→ **Source passage**:
This technique works fine in simple scenario like ours, which uses small script, as the custom_data has a hard limit of 64KB.

Windows setup

The script is long but trivial; one interesting line is the Docker storage-opts configuration parameter tuned for Windows images, typically bigger than Linux images.

'{ "data-root": "F:\\docker-data", "storage-opts": ["size=120GB"] }' | Out-File -Encoding Ascii -Filepath "C:\ProgramData\docker\config\daemon.json"
Restart-Service docker

Launching Linux setup

Linux VM in Azure cannot use custom data and should go for Custom Script Extension instead. This translates to the azurerm_virtual_machine_extension Terraform resource.

I opted for the script property, fed by a template file base-64 encoded, to avoid managing upload of scripts and storage handling.

  protected_settings   = <<PROTECTED_SETTINGS
    {
      "script": "${local.ubuntu_setup_base64}"
    }
PROTECTED_SETTINGS

Linux setup

This script has a few tricks:

  • set -e to fail at first error and -x to log every command
  • blockdev --rereadpt to make the new partitioned disk visible
  • -qq -o=Dpkg::Use-Pty=0 to minimize apt-get logging
  • export DEBIAN_FRONTEND=noninteractive to avoid prompting from apt-get
  • export AGENT_ALLOW_RUNASROOT=1

${} expression are evaluated by Terraform: this means that the file has secrets in plain text.

Applying the blueprint

With the Terraform code in hand, we need something to run it with the proper configuration. What’s better than an Azure Pipeline? Great! The requirement list includes:

  • the Hosted Agents has Terraform, but we need the latest 0.12
  • credentials for Terraform remote state
  • Azure credentials to pass on to Terraform
  • values for Terraform variables
  • settings to pass the new agent so it can connect to Azure Pipelines

This is how each requirement is handled:

  • the Terraform Installer Task makes sure that the right version of Terraform is installed and the TERRAFORM_VERSION says which version
  • backend.hcl is a secure file configures Terraform remote state
workspaces {
  prefix = "pyp-"
}
hostname     = "app.terraform.io"
organization = "myorganisation"
token        = "**************"

→ **Recorded information**:
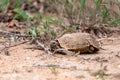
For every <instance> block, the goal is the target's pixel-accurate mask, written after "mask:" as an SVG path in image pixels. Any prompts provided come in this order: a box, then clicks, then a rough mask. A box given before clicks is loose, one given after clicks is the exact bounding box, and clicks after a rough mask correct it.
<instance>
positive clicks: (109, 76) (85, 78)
mask: <svg viewBox="0 0 120 80" xmlns="http://www.w3.org/2000/svg"><path fill="white" fill-rule="evenodd" d="M99 40H100V41H101V43H102V48H103V49H101V50H100V51H99V52H98V53H96V54H80V55H78V56H67V55H61V54H55V55H54V56H48V55H47V54H46V53H45V52H44V51H42V50H32V49H25V48H27V47H30V46H31V45H29V44H28V43H26V44H21V45H19V46H15V47H11V48H9V54H10V55H9V56H6V55H4V54H3V53H2V54H1V55H0V80H120V76H119V75H120V38H119V37H116V38H101V39H99ZM49 66H51V67H49Z"/></svg>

→ **Task statement**: Reproduce the passage on Azure agent setup above, word for word, starting at "Restart-Service docker" and ending at "azurerm_virtual_machine_extension Terraform resource.".

→ **Response to this exercise**:
Restart-Service docker

Launching Linux setup

Linux VM in Azure cannot use custom data and should go for Custom Script Extension instead. This translates to the azurerm_virtual_machine_extension Terraform resource.